- _Stated problem 1_: Copy the entries word for word, starting with the first line of the entries and ending with the line that contains "pixel 274 202", including both of those lines.

- _Provided passage_:
┌──
The Bureau made nine recommendations designed to create a
level playing field for competition among all
gas marketers as well as gas and equipment providers in Nova
Scotia. Areas covered by the recommendations included
preventing potential cross-subsidization between Sempra and
its affiliates, granting promotional allowances in the
emerging market and the appropriate approach to cost
allocation. |
Sempra as well as the key hearing interveners unanimously
endorsed all nine of the Bureau's recommendations. The Board's
final decision on the hearing was pending as of March
2001.*
When adopted, the recommendations will become a key feature
of the Nova Scotia natural gas market regulatory framework. By
promoting a level playing field and open
competition, they will help ensure households
receive the benefits of gas competition as
well as provide the opportunity for all businesses to succeed
in Nova Scotia's gas market based on their ability to meet
consumers' needs and tastes at the lowest price. |
|
Transportation: Rail, Air, Water and Bus
Submission to the Canada Transportation Act Review Panel on
Rail Access and Related Issues |
The Bureau's October 2000 submission to the Panel examined
matters related to rail captive shippers, differential pricing
and rail viability, final offer arbitration and competitive
access, with particular emphasis on running rights. The
Commissioner's submission included six recommendations:
- ensure the effectiveness and application of all of the
competitive access provisions
- repeal the substantial commercial harm test required
when applying for extended interswitching and competitive
line rates
- remove the statutory requirement in the competitive line
rate provision requiring agreement of rates beyond the
interchange point with the connecting carrier
- amend the running rights provisions to allow any person
to apply for running rights upon passing a fitness test
- eliminate the public interest test for running rights or
establish a reverse onus test on the host railway
- retain the competitive objectives of the national
transportation policy together with existing provisions on
the level of services, final offer arbitration and regulated
interswitching.
└──
- _Stated problem 2_: In the provided passage, condense the paragraph beginning "The Bureau made nine recommendations" into a short bulleted list that keeps its main facts.

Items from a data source
┌──
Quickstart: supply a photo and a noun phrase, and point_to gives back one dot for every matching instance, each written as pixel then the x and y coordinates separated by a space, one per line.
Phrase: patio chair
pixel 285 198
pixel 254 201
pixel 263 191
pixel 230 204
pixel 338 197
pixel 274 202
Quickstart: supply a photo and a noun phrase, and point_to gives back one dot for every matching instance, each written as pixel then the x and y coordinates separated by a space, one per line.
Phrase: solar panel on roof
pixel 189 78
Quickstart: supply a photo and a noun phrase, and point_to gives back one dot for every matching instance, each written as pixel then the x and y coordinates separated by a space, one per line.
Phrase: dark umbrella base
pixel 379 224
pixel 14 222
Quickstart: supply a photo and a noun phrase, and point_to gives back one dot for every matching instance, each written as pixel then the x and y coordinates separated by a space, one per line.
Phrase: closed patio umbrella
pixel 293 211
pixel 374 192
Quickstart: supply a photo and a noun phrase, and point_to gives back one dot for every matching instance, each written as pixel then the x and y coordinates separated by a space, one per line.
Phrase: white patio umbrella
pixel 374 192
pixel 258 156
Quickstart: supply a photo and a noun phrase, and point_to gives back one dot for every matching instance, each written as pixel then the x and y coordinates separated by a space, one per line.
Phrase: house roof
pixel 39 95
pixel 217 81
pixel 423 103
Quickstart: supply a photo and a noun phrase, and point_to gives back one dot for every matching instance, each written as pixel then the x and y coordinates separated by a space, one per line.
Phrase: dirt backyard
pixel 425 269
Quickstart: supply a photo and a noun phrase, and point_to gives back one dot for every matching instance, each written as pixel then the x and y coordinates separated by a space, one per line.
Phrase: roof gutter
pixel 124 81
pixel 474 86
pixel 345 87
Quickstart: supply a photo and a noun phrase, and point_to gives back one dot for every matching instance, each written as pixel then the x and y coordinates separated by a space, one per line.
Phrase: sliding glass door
└──
- _Response 1_:
Quickstart: supply a photo and a noun phrase, and point_to gives back one dot for every matching instance, each written as pixel then the x and y coordinates separated by a space, one per line.
Phrase: patio chair
pixel 285 198
pixel 254 201
pixel 263 191
pixel 230 204
pixel 338 197
pixel 274 202

- _Response 2_:
- The Bureau made nine recommendations.
- Their goal was a level playing field for competition among all gas marketers and gas and equipment providers in Nova Scotia.
- Areas covered:
  - preventing potential cross-subsidization between Sempra and its affiliates
  - granting promotional allowances in the emerging market
  - the appropriate approach to cost allocation